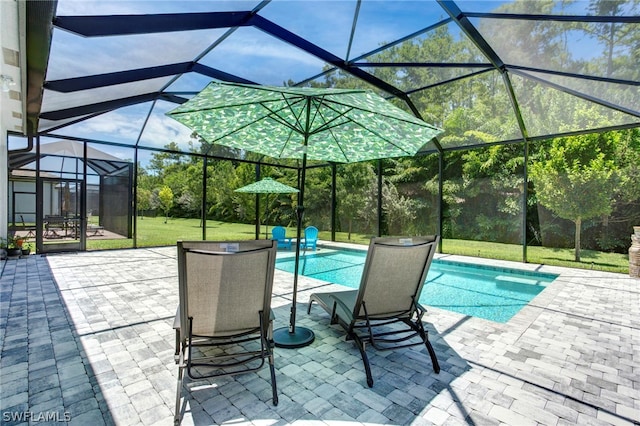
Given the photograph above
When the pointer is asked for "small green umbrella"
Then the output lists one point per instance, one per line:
(267, 186)
(338, 125)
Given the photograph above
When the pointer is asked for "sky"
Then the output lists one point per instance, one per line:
(248, 53)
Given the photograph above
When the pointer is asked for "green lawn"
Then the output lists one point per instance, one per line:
(153, 232)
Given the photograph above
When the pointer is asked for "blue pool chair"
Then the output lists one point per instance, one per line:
(310, 238)
(394, 273)
(279, 234)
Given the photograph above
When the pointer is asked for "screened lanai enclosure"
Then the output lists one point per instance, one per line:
(539, 102)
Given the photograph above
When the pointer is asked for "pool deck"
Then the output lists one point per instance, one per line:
(87, 337)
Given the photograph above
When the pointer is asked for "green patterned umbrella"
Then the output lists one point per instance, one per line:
(339, 125)
(267, 186)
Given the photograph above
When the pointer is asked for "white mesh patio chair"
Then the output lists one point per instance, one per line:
(224, 320)
(384, 311)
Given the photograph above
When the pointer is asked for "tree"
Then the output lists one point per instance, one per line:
(577, 180)
(165, 196)
(143, 200)
(354, 184)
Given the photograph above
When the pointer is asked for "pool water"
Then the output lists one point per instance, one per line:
(492, 293)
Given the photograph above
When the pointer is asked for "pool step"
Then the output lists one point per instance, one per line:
(519, 284)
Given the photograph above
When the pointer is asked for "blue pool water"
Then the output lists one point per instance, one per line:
(492, 293)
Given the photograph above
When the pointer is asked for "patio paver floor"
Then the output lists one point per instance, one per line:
(87, 339)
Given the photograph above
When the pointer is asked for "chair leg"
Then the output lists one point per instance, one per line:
(274, 388)
(432, 354)
(365, 358)
(177, 417)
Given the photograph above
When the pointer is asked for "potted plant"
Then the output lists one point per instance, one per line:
(3, 248)
(14, 246)
(26, 249)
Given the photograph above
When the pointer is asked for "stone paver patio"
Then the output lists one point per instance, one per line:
(87, 339)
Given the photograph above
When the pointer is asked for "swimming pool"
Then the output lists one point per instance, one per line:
(492, 293)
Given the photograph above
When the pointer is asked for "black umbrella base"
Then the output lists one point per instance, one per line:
---
WHAT THE TASK REQUIRES
Return all of the entries word for word, but omit the pictures.

RESULT
Given the photograph above
When the pointer is asked for "small green umbrella"
Then the output lists one point per instance, one per line:
(267, 186)
(338, 125)
Given the photograph above
When the pointer is asked for "sky"
Then the output lists one point per instance, one per line:
(248, 53)
Given the photograph above
When the pointer is asked for "green lawn"
Then the output lists one point per instance, one per line:
(153, 232)
Given the photograph above
When the pointer is asked for "blue pool chair"
Then the output lists one point per instance, one per line:
(310, 238)
(394, 273)
(279, 234)
Given the photograph above
When the pointer is asked for "screened lanai enclosure"
Then the output lists one point per instance, one per line:
(539, 102)
Given the photograph above
When the pointer is asked for "pool deck"
Then the output lists one point per instance, one per line:
(87, 337)
Given the photograph above
When the pointer is asked for "green patterned umbrella"
Then the output lists one point per instance, one per line:
(339, 125)
(267, 186)
Given the photograph above
When the pointer is asked for "white mesh patio chair"
Then the output lists one point per instance, one per line:
(224, 320)
(384, 311)
Given the photograph above
When the pointer is asked for "tree"
Then the output lists one point per instance, one per line:
(577, 180)
(165, 196)
(143, 200)
(354, 184)
Given the photograph above
When the pointer is asked for "pool water"
Then the output lists one point per instance, one per line:
(492, 293)
Given the photograph above
When the pointer is asked for "pool step"
Then the output lists one point per instance, one per line:
(519, 284)
Given the photograph above
When the pointer is asked for "blue pool water"
Then the output lists one point per instance, one per line:
(492, 293)
Given the photograph above
When the pointer is asked for "patio paver floor"
Then the output lists one point per instance, one per line:
(87, 339)
Given the photograph above
When the pointer is asked for "chair leg"
Then the output lists one point per instance, one per line:
(274, 388)
(432, 354)
(365, 358)
(177, 417)
Given the photograph above
When the pointer is asked for "potted plant"
Then the output lists one point per instance, one per line:
(3, 248)
(14, 246)
(26, 249)
Given the photograph above
When the pointer is asked for "stone paver patio"
Then the output lists one point per instance, one per line:
(87, 339)
Given the photograph above
When the pointer is asked for "swimming pool"
Then the output lists one point per instance, one per line:
(492, 293)
Given the photograph above
When the pointer is asked for "black umbrella base"
Then the output lists one point per instance, one per line:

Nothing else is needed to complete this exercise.